─── Records to process ───
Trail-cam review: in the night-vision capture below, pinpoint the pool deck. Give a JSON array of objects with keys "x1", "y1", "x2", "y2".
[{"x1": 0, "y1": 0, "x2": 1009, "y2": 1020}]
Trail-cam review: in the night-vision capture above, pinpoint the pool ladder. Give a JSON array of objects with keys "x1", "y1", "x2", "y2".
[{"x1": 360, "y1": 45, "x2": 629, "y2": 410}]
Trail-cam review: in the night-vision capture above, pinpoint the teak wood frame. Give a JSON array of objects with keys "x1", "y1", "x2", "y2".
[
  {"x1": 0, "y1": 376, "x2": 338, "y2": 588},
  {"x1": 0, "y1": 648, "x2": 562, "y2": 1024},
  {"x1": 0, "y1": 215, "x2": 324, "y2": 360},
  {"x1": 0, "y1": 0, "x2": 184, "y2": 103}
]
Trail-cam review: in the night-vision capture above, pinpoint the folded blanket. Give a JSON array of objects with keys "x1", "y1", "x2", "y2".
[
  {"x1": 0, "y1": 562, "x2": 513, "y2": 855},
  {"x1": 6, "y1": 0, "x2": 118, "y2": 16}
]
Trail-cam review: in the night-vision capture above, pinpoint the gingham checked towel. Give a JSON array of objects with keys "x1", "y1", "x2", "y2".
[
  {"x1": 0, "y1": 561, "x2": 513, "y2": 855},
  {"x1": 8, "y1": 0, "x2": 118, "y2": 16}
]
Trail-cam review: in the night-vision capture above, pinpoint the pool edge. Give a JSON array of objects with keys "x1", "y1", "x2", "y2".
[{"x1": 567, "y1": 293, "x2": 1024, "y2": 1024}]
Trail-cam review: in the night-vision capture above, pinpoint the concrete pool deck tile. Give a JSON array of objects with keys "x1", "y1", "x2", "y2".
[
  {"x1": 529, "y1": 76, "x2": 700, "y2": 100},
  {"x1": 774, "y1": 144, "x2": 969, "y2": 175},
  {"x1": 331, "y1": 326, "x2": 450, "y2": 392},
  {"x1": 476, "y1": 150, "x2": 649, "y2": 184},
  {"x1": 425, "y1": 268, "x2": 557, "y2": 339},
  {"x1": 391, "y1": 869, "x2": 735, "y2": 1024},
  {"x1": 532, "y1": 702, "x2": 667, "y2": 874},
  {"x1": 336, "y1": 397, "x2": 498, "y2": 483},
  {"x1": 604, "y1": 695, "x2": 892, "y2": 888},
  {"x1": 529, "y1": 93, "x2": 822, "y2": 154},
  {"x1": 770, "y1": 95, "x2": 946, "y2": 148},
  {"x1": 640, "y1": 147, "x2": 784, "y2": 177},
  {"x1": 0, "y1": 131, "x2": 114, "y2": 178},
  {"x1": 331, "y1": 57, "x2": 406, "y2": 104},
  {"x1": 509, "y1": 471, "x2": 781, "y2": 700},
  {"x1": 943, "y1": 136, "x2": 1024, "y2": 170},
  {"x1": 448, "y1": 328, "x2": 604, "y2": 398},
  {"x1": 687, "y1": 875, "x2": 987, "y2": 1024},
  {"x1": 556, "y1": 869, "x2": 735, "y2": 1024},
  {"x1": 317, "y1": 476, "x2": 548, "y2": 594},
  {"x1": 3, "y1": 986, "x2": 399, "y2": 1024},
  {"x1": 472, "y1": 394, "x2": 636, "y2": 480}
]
───
> _Problem to work on_:
Word for word, output the records that appear above.

> _Completed task_:
Trail-cam review: in the night-vision capture below, pinpoint the pool deck. Give a JSON array of objects with keys "x1", "y1", "x2", "y2".
[{"x1": 0, "y1": 0, "x2": 1009, "y2": 1020}]
Trail-cam review: in the night-vision capture above, pinpoint the pool ladder. Give a JSON array of objects with keys "x1", "y1", "x2", "y2".
[{"x1": 360, "y1": 45, "x2": 629, "y2": 410}]
Trail-cam review: in the night-vision capture above, pinpoint the teak wood frame. Give a JSON array of objects with keys "x1", "y1", "x2", "y2".
[
  {"x1": 0, "y1": 376, "x2": 338, "y2": 588},
  {"x1": 0, "y1": 648, "x2": 562, "y2": 1024},
  {"x1": 0, "y1": 215, "x2": 324, "y2": 360},
  {"x1": 0, "y1": 0, "x2": 184, "y2": 103}
]
Trail-cam review: in the night-vision capture above, pinpoint the folded blanket. Give a JSON array of objects with keys "x1", "y1", "x2", "y2".
[
  {"x1": 0, "y1": 562, "x2": 513, "y2": 855},
  {"x1": 6, "y1": 0, "x2": 118, "y2": 16}
]
Trail-cam review: in the night-vision capture above, pinpoint the gingham checked towel. Give a JSON array of objects with keys "x1", "y1", "x2", "y2".
[
  {"x1": 0, "y1": 561, "x2": 513, "y2": 855},
  {"x1": 8, "y1": 0, "x2": 118, "y2": 16}
]
Trail-cam review: in the night-vision capture above, pinpoint the pool edge. Give a JSON array of objects with keys "x1", "y1", "x2", "y2".
[{"x1": 567, "y1": 293, "x2": 1024, "y2": 1024}]
Trail-cam review: in the night-vision capture above, pinpoint the concrete pool deck tile. Give a JSON array of objects with keys "x1", "y1", "x2", "y2".
[
  {"x1": 529, "y1": 76, "x2": 700, "y2": 100},
  {"x1": 774, "y1": 144, "x2": 969, "y2": 175},
  {"x1": 331, "y1": 326, "x2": 450, "y2": 392},
  {"x1": 476, "y1": 150, "x2": 649, "y2": 184},
  {"x1": 425, "y1": 268, "x2": 557, "y2": 339},
  {"x1": 391, "y1": 869, "x2": 735, "y2": 1024},
  {"x1": 532, "y1": 702, "x2": 667, "y2": 874},
  {"x1": 336, "y1": 397, "x2": 498, "y2": 483},
  {"x1": 604, "y1": 695, "x2": 892, "y2": 888},
  {"x1": 529, "y1": 93, "x2": 822, "y2": 154},
  {"x1": 770, "y1": 95, "x2": 946, "y2": 148},
  {"x1": 640, "y1": 147, "x2": 784, "y2": 177},
  {"x1": 0, "y1": 131, "x2": 114, "y2": 178},
  {"x1": 331, "y1": 57, "x2": 406, "y2": 104},
  {"x1": 509, "y1": 471, "x2": 781, "y2": 700},
  {"x1": 943, "y1": 136, "x2": 1024, "y2": 170},
  {"x1": 448, "y1": 328, "x2": 604, "y2": 398},
  {"x1": 687, "y1": 875, "x2": 987, "y2": 1024},
  {"x1": 556, "y1": 869, "x2": 735, "y2": 1024},
  {"x1": 317, "y1": 476, "x2": 548, "y2": 594},
  {"x1": 3, "y1": 986, "x2": 399, "y2": 1024},
  {"x1": 472, "y1": 394, "x2": 636, "y2": 480}
]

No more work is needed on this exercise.